Each line of the listing below should come back exactly as it is.

• **DATA PROVIDED**

········

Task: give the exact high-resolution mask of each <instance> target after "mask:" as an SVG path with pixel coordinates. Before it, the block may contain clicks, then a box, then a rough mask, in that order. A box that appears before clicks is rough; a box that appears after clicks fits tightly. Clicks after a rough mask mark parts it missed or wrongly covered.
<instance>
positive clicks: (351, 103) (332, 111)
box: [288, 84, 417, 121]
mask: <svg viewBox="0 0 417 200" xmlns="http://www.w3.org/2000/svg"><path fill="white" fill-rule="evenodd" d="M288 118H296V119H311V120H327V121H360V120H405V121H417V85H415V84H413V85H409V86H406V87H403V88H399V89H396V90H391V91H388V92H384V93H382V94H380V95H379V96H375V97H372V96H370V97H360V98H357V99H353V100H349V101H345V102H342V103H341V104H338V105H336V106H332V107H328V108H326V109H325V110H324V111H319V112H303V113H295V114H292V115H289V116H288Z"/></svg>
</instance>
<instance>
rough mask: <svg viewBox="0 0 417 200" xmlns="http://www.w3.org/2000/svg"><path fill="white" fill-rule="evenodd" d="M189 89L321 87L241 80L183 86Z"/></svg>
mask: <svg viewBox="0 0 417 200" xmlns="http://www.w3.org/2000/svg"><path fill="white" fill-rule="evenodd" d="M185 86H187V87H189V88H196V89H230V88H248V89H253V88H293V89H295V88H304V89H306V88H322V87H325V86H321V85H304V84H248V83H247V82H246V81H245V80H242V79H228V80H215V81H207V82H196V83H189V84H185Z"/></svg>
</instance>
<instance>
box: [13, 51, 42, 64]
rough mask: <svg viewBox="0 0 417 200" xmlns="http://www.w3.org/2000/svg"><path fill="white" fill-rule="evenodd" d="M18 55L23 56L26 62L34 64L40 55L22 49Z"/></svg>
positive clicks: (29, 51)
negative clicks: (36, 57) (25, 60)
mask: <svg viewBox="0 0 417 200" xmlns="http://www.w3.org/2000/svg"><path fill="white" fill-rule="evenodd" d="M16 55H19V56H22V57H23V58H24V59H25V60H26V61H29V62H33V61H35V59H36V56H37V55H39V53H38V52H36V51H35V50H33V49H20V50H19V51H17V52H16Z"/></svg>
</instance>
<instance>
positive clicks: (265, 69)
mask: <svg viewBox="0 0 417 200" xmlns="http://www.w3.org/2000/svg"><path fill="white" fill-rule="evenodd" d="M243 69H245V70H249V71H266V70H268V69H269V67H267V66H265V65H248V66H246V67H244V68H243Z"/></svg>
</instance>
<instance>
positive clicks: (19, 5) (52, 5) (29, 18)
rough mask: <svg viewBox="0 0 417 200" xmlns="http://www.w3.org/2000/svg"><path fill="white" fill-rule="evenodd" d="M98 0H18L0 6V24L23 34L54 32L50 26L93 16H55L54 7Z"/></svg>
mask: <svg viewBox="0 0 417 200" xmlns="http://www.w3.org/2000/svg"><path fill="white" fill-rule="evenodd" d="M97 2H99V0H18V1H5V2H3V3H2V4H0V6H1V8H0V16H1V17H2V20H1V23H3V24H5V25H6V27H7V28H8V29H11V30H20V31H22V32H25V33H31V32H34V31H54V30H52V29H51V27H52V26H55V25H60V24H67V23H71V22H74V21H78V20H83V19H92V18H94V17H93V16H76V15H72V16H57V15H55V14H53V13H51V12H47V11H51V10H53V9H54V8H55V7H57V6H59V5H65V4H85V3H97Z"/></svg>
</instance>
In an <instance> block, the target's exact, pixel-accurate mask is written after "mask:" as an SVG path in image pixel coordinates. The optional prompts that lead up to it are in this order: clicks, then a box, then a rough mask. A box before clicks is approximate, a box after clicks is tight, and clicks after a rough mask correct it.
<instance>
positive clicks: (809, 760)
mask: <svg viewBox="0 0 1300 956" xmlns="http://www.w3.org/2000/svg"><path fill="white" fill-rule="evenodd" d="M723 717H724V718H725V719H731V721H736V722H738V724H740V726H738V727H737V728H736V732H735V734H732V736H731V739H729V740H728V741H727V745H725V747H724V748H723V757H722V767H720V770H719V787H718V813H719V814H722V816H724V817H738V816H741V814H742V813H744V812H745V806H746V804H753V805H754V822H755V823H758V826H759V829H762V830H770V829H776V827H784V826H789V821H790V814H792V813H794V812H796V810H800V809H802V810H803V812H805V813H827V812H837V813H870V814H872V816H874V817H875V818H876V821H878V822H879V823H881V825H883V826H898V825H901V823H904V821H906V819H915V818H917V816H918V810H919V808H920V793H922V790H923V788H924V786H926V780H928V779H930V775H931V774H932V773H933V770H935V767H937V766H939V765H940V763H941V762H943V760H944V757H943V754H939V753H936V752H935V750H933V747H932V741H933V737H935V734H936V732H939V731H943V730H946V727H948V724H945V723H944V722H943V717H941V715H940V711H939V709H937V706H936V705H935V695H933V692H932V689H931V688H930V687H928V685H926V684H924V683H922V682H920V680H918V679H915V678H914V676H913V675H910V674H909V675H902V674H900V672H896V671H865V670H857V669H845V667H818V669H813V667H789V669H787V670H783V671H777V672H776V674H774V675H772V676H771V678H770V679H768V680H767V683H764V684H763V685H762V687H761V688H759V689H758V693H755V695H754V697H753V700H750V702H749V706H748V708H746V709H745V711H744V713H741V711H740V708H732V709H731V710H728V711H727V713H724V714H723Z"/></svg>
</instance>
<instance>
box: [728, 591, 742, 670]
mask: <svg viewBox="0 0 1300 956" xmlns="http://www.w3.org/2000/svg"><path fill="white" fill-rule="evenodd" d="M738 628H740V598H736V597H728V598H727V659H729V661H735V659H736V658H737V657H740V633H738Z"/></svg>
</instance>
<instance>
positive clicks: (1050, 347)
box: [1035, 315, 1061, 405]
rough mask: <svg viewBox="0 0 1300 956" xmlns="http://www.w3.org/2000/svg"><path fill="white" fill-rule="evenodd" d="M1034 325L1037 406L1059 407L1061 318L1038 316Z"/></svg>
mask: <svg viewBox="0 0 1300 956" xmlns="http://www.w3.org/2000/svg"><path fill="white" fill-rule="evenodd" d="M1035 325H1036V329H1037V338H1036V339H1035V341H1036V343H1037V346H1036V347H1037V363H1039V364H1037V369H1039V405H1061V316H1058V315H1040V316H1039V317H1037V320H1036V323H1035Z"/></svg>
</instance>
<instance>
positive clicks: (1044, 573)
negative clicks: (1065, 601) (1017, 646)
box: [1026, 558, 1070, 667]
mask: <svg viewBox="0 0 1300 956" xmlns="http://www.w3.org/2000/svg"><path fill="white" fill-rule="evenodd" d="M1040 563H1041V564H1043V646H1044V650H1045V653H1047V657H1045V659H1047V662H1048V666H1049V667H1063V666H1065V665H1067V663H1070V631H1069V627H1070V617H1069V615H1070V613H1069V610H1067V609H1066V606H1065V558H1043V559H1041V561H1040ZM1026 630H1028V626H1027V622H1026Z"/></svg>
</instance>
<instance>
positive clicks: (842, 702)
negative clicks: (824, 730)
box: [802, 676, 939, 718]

········

• **TASK SOLUTION**
Task: give the exact high-resolution mask of each <instance> target after "mask:" as an SVG path with pixel coordinates. Before it, the block may contain clicks, then a box, then a rough mask, in that order. A box that appears before clicks is rough; a box that appears after clicks fits tightly. Clicks after a rough mask mark parts it missed or wrongly covered.
<instance>
positive clicks: (351, 103) (332, 111)
box: [288, 84, 417, 121]
mask: <svg viewBox="0 0 417 200" xmlns="http://www.w3.org/2000/svg"><path fill="white" fill-rule="evenodd" d="M288 118H296V119H311V120H327V121H360V120H405V121H417V85H415V84H413V85H409V86H406V87H403V88H399V89H396V90H391V91H388V92H384V93H382V94H380V95H379V96H375V97H372V96H370V97H360V98H357V99H353V100H349V101H345V102H342V103H341V104H338V105H336V106H332V107H328V108H326V109H325V110H324V111H319V112H303V113H295V114H292V115H289V116H288Z"/></svg>
</instance>
<instance>
rough mask: <svg viewBox="0 0 417 200" xmlns="http://www.w3.org/2000/svg"><path fill="white" fill-rule="evenodd" d="M189 89L321 87L241 80L183 86Z"/></svg>
mask: <svg viewBox="0 0 417 200" xmlns="http://www.w3.org/2000/svg"><path fill="white" fill-rule="evenodd" d="M185 86H187V87H189V88H196V89H230V88H248V89H253V88H293V89H295V88H304V89H306V88H322V87H325V86H321V85H304V84H248V83H247V82H246V81H245V80H242V79H228V80H215V81H207V82H196V83H189V84H185Z"/></svg>
</instance>
<instance>
box: [13, 51, 42, 64]
rough mask: <svg viewBox="0 0 417 200" xmlns="http://www.w3.org/2000/svg"><path fill="white" fill-rule="evenodd" d="M18 55L23 56L26 62L34 64L40 55L22 49Z"/></svg>
positive clicks: (29, 51)
negative clicks: (36, 57) (25, 60)
mask: <svg viewBox="0 0 417 200" xmlns="http://www.w3.org/2000/svg"><path fill="white" fill-rule="evenodd" d="M16 55H19V56H22V57H23V58H24V59H25V60H26V61H29V62H33V61H35V59H36V56H37V55H39V53H38V52H36V51H35V50H33V49H20V50H19V51H17V52H16Z"/></svg>
</instance>
<instance>
positive clicks: (265, 69)
mask: <svg viewBox="0 0 417 200" xmlns="http://www.w3.org/2000/svg"><path fill="white" fill-rule="evenodd" d="M243 69H245V70H249V71H266V70H268V69H269V67H267V66H265V65H248V66H246V67H244V68H243Z"/></svg>
</instance>
<instance>
positive clicks: (19, 5) (52, 5) (29, 18)
rough mask: <svg viewBox="0 0 417 200" xmlns="http://www.w3.org/2000/svg"><path fill="white" fill-rule="evenodd" d="M98 0H18L0 6V24L23 34L54 32L50 26L93 16H55L54 7Z"/></svg>
mask: <svg viewBox="0 0 417 200" xmlns="http://www.w3.org/2000/svg"><path fill="white" fill-rule="evenodd" d="M97 2H99V0H18V1H5V2H3V3H2V4H0V6H1V8H0V16H1V17H2V20H1V23H3V24H5V25H6V27H7V28H8V29H11V30H20V31H22V32H25V33H31V32H34V31H54V30H52V29H51V27H52V26H55V25H60V24H67V23H71V22H74V21H78V20H83V19H92V18H94V17H93V16H76V15H72V16H57V15H55V14H53V13H51V12H47V11H51V10H53V9H54V8H55V7H57V6H59V5H65V4H85V3H97Z"/></svg>
</instance>
In an <instance> block, the target's exact, pixel-accurate mask is written after "mask:" as an SVG path in image pixel coordinates. The optional prompts that lead up to it are in this order: clicks, then a box, then a rough mask. A box before clicks is approximate, a box after clicks is tight, and clicks after a rough mask correct it.
<instance>
positive clicks: (809, 760)
mask: <svg viewBox="0 0 1300 956" xmlns="http://www.w3.org/2000/svg"><path fill="white" fill-rule="evenodd" d="M723 717H724V718H725V719H731V721H736V722H738V724H740V726H738V727H737V728H736V732H735V734H732V736H731V739H729V740H728V741H727V745H725V747H724V748H723V757H722V767H720V770H719V787H718V813H719V814H722V816H724V817H738V816H741V814H742V813H744V812H745V806H746V804H753V805H754V822H755V823H758V826H759V829H762V830H770V829H776V827H784V826H789V821H790V814H792V813H794V812H796V810H800V809H802V810H803V812H805V813H827V812H837V813H870V814H872V816H874V817H875V818H876V821H878V822H879V823H881V825H883V826H898V825H901V823H904V821H906V819H915V818H917V816H918V810H919V808H920V793H922V790H923V788H924V786H926V780H928V779H930V775H931V774H932V773H933V770H935V767H937V766H939V765H940V763H941V762H943V760H944V757H943V754H939V753H936V752H935V750H933V747H932V741H933V737H935V734H936V732H939V731H943V730H946V727H948V724H945V723H944V722H943V717H941V715H940V711H939V709H937V706H936V705H935V695H933V692H932V689H931V688H930V687H928V685H926V684H924V683H922V682H920V680H918V679H915V678H914V676H913V675H910V674H909V675H902V674H900V672H896V671H865V670H857V669H845V667H818V669H813V667H789V669H787V670H783V671H777V672H776V674H774V675H772V676H771V678H770V679H768V680H767V683H764V684H763V685H762V687H761V688H759V689H758V693H755V695H754V697H753V700H750V702H749V706H748V708H746V709H745V711H744V713H741V711H740V708H732V709H731V710H728V711H727V713H724V714H723Z"/></svg>
</instance>
<instance>
box: [728, 591, 742, 670]
mask: <svg viewBox="0 0 1300 956" xmlns="http://www.w3.org/2000/svg"><path fill="white" fill-rule="evenodd" d="M738 628H740V598H736V597H728V598H727V659H729V661H735V659H736V658H737V657H740V633H738Z"/></svg>
</instance>
<instance>
positive clicks: (1050, 347)
box: [1035, 315, 1061, 405]
rough mask: <svg viewBox="0 0 1300 956" xmlns="http://www.w3.org/2000/svg"><path fill="white" fill-rule="evenodd" d="M1034 325L1037 406L1059 407L1061 318L1038 316Z"/></svg>
mask: <svg viewBox="0 0 1300 956" xmlns="http://www.w3.org/2000/svg"><path fill="white" fill-rule="evenodd" d="M1035 325H1036V329H1037V338H1036V339H1035V341H1036V343H1037V346H1036V347H1037V363H1039V364H1037V369H1039V405H1061V316H1058V315H1040V316H1039V317H1037V320H1036V323H1035Z"/></svg>
</instance>
<instance>
positive clicks: (1044, 573)
negative clicks: (1065, 601) (1017, 646)
box: [1026, 558, 1070, 667]
mask: <svg viewBox="0 0 1300 956" xmlns="http://www.w3.org/2000/svg"><path fill="white" fill-rule="evenodd" d="M1040 563H1041V564H1043V646H1044V650H1045V653H1047V657H1045V659H1047V662H1048V666H1049V667H1063V666H1065V665H1067V663H1070V631H1069V627H1070V617H1069V615H1070V613H1069V610H1067V609H1066V606H1065V558H1043V559H1041V561H1040ZM1026 630H1028V626H1027V622H1026Z"/></svg>
</instance>
<instance>
positive clicks: (842, 702)
negative clicks: (824, 730)
box: [802, 676, 939, 718]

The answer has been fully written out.